PROVIDED DATA ▸
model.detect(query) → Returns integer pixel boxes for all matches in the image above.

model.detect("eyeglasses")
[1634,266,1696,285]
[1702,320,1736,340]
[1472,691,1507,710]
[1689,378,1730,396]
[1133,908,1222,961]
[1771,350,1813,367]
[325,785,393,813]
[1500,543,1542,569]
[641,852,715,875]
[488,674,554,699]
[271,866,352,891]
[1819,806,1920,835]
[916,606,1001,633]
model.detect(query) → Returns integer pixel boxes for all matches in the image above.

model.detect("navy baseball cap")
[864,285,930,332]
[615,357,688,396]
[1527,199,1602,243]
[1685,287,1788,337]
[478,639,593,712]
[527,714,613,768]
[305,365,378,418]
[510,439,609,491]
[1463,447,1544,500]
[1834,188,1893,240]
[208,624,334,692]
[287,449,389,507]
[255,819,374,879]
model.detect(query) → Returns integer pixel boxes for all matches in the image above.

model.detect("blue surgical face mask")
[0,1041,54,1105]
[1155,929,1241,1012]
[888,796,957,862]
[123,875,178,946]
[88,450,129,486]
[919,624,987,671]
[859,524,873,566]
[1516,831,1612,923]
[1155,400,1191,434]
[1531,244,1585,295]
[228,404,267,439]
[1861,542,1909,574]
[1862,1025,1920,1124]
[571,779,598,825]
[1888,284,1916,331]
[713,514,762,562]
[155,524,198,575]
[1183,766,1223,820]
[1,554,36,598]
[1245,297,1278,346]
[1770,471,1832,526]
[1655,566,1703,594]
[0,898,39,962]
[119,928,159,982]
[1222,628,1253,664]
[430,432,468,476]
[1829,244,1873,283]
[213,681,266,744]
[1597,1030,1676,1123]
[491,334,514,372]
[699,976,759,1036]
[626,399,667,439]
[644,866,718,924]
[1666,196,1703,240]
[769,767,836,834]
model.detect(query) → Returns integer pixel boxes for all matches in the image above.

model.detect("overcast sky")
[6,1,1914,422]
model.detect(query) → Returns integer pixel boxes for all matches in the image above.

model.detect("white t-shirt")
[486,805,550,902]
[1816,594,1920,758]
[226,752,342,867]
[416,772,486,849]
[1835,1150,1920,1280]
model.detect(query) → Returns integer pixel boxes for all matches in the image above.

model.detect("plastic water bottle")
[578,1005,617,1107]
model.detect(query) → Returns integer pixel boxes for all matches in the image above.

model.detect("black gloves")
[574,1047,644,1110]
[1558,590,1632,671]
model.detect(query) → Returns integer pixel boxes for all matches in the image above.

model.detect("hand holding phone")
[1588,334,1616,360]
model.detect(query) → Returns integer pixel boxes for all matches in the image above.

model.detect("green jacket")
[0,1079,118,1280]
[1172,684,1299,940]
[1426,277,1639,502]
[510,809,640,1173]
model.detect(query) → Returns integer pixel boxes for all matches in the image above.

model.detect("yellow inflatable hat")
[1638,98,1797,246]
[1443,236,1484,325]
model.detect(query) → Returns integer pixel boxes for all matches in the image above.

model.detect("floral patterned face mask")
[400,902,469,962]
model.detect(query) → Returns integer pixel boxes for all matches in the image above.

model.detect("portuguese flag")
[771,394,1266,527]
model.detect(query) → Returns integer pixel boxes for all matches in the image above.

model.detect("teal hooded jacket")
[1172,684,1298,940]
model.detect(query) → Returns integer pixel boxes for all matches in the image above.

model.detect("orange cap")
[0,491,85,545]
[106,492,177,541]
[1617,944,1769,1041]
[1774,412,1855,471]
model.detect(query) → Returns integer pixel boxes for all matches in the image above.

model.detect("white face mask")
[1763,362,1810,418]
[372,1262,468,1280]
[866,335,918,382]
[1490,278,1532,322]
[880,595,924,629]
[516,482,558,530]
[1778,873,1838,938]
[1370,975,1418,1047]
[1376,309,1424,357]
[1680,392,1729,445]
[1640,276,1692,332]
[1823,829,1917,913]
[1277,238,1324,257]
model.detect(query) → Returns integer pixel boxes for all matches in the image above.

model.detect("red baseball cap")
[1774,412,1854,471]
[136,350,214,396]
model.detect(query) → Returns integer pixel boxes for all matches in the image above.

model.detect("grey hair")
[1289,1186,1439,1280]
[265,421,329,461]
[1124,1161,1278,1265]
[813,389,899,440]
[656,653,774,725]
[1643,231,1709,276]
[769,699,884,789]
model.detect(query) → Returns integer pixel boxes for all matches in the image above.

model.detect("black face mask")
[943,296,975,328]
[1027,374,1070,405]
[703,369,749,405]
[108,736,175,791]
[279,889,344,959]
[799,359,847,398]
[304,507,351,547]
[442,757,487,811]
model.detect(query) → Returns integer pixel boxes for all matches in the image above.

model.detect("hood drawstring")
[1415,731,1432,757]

WORK ITEM ▸
Repeat every line of the data, exactly and in full.

TASK ANSWER ▸
model.detect(query) → Returns integer pixel boxes for all matches in the image above.

model.detect("eyeglasses")
[1634,266,1696,285]
[1702,320,1736,340]
[1472,691,1507,710]
[1689,378,1730,396]
[1133,908,1222,961]
[1771,350,1813,367]
[325,785,393,813]
[1500,543,1542,569]
[641,852,715,875]
[488,674,554,699]
[271,866,352,891]
[1819,806,1920,835]
[916,606,1001,633]
model.detect(query) → Returns integer pixel boxes for all matches in the image above.

model.detect("navy baseball cap")
[864,285,930,332]
[615,357,688,396]
[1527,199,1602,243]
[1685,287,1788,337]
[478,639,593,712]
[527,714,613,768]
[305,365,378,418]
[510,439,609,491]
[1463,447,1544,500]
[1834,188,1893,240]
[208,624,334,692]
[287,449,389,507]
[255,819,374,879]
model.detect(query) → Returns integer pixel boxes for all matches in the image above.

model.detect("blue surgical face mask")
[0,1041,54,1105]
[1155,929,1241,1012]
[888,796,957,862]
[123,875,178,946]
[88,450,129,486]
[919,624,987,671]
[859,524,873,566]
[1516,831,1612,923]
[1155,400,1191,434]
[1531,244,1585,295]
[228,404,267,439]
[1861,542,1909,574]
[1862,1025,1920,1124]
[571,779,598,825]
[1888,284,1916,331]
[713,514,762,562]
[155,524,198,575]
[1183,766,1223,820]
[1,554,36,598]
[1245,297,1278,346]
[1770,471,1832,526]
[1655,566,1703,594]
[0,898,39,962]
[119,928,159,982]
[1222,628,1253,664]
[430,432,468,476]
[1829,244,1873,283]
[213,681,266,744]
[1597,1030,1676,1123]
[491,334,514,372]
[699,976,759,1036]
[626,399,667,439]
[644,866,718,924]
[1666,196,1703,240]
[769,767,836,834]
model.detect(query) → Returns integer pixel boxes for all matches in the image above.

model.detect("overcast sky")
[6,1,1914,422]
model.detect(query) → Returns integer pixel boxes for all matches in the image above.

model.detect("white t-shirt")
[486,805,550,902]
[1816,594,1920,758]
[226,752,342,867]
[416,772,486,849]
[1835,1150,1920,1280]
model.detect(query) → Returns integer pixel boxes for all matches in the image above.

model.detect("plastic water bottle")
[578,1005,617,1107]
model.detect(query) → Returns integer pixel boxes for all matches in the image above.

model.detect("black gloves")
[574,1047,644,1110]
[1558,590,1632,671]
model.detect(query) → Returns integer pixel boxes for all matches in the image above.

model.detect("hand holding phone")
[1588,334,1616,360]
model.detect(query) → Returns integer pixel boxes for all matches in the image above.

model.detect("green jacket")
[0,1079,118,1280]
[1172,684,1299,940]
[1426,277,1639,502]
[510,809,640,1173]
model.detect(query) → Returns integer pixel boxes for all matches in the image above.

model.detect("yellow inflatable hat")
[1638,98,1797,246]
[1443,236,1484,325]
model.detect(query) → Returns integer pixel boxes for all matches in the image above.

model.detect("floral patterned face mask")
[400,902,469,962]
model.detect(query) → Returns integer pixel boxes for all matches in the image above.

model.detect("portuguese flag")
[771,394,1266,527]
model.detect(query) → Returns integer pixel boxes for all matches in the image above.

model.detect("teal hooded jacket")
[1172,684,1298,940]
model.detect(query) → Returns integer pixel boxes for all matches in the image above.

model.detect("orange cap")
[0,491,85,545]
[106,492,177,541]
[1617,944,1769,1041]
[1774,412,1855,471]
model.detect(query) → Returns integer pixel boxes for all matches in the image above.

model.detect("white face mask")
[1763,362,1810,418]
[372,1262,468,1280]
[866,335,918,382]
[1490,278,1532,322]
[880,595,924,629]
[516,482,558,530]
[1778,873,1838,938]
[1370,975,1418,1047]
[1376,309,1424,357]
[1680,392,1729,445]
[1640,276,1692,332]
[1823,829,1917,913]
[1277,238,1324,257]
model.detect(query) → Returns integer pixel boxes for all matches in the image above.

model.detect("red baseball cap")
[1774,412,1854,471]
[136,350,214,396]
model.detect(query) → Returns integer pixel boxes for all matches in the image above.

model.detect("grey hair")
[1289,1186,1439,1280]
[265,421,329,461]
[1124,1161,1278,1265]
[813,389,899,440]
[656,653,774,725]
[1643,231,1709,276]
[769,699,884,789]
model.detect(query) → Returns integer pixel boxes for all matches in the image above.

model.detect("black face mask")
[943,296,975,328]
[1027,374,1070,405]
[703,369,749,405]
[108,736,175,791]
[279,889,344,959]
[799,359,847,398]
[304,507,351,547]
[442,757,487,811]
model.detect(query) → Returns integer pixel boxes for all matches in the image above.

model.detect("hood drawstring")
[1415,731,1432,757]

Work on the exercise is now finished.